- **Task prompt**: Reproduce, unchanged, the stretch of the material from the line containing "Draw the outline of every instance of the **thumb**" through the end of the material, with both ends included.

-- begin Dataset rows --

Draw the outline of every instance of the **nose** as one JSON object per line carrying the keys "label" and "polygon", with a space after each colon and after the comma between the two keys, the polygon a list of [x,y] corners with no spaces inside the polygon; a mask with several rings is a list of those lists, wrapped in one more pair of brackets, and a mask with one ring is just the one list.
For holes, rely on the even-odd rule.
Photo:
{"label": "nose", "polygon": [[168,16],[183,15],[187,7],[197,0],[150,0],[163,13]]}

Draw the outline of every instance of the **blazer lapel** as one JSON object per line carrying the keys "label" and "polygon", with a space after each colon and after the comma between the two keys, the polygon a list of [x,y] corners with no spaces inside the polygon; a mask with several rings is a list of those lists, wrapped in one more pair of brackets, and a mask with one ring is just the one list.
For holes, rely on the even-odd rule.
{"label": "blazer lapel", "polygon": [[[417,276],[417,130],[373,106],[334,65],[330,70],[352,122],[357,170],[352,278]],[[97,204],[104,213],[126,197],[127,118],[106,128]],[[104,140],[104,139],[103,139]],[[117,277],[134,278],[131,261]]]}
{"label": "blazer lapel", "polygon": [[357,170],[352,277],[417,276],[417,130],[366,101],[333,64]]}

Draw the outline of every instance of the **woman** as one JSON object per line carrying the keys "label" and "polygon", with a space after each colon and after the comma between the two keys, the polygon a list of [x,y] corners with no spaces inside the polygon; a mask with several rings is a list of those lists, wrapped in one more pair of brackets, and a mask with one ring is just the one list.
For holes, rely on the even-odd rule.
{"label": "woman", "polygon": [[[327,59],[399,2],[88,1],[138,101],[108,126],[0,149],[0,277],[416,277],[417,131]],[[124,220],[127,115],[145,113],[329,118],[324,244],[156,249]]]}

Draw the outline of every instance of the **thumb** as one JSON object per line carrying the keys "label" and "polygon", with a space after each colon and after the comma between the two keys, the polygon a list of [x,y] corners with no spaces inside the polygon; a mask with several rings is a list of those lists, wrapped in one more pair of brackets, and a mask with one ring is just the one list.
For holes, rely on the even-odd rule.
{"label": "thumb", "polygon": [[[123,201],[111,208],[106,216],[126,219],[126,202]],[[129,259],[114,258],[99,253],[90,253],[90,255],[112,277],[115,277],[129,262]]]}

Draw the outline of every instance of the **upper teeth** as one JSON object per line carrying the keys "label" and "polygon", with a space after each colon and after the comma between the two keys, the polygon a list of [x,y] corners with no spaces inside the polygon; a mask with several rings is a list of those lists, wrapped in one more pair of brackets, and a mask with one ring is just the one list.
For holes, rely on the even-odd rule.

-- end Dataset rows --

- **Full response**:
Draw the outline of every instance of the **thumb** as one JSON object per line carrying the keys "label" and "polygon", with a space after each colon and after the comma between the two keys, the polygon a list of [x,y] corners with no spaces inside the polygon; a mask with several rings is a list of those lists, wrapped in one more pair of brackets, and a mask with one ring is just the one list.
For holes, rely on the even-odd rule.
{"label": "thumb", "polygon": [[[123,201],[111,208],[106,216],[126,219],[126,202]],[[129,259],[114,258],[99,253],[90,253],[90,255],[112,277],[115,277],[129,262]]]}

Draw the outline of every instance of the **upper teeth** as one JSON object per line carrying the keys "label" and "polygon", with a space after each colon and after the comma between the two keys, the polygon a list of [x,y] corners with no spaces inside the polygon; a mask with several rings is a list of those lists, wrapped in one more pair of brackets, and a mask with one ring is just the one list.
For holes, rely on the even-odd rule.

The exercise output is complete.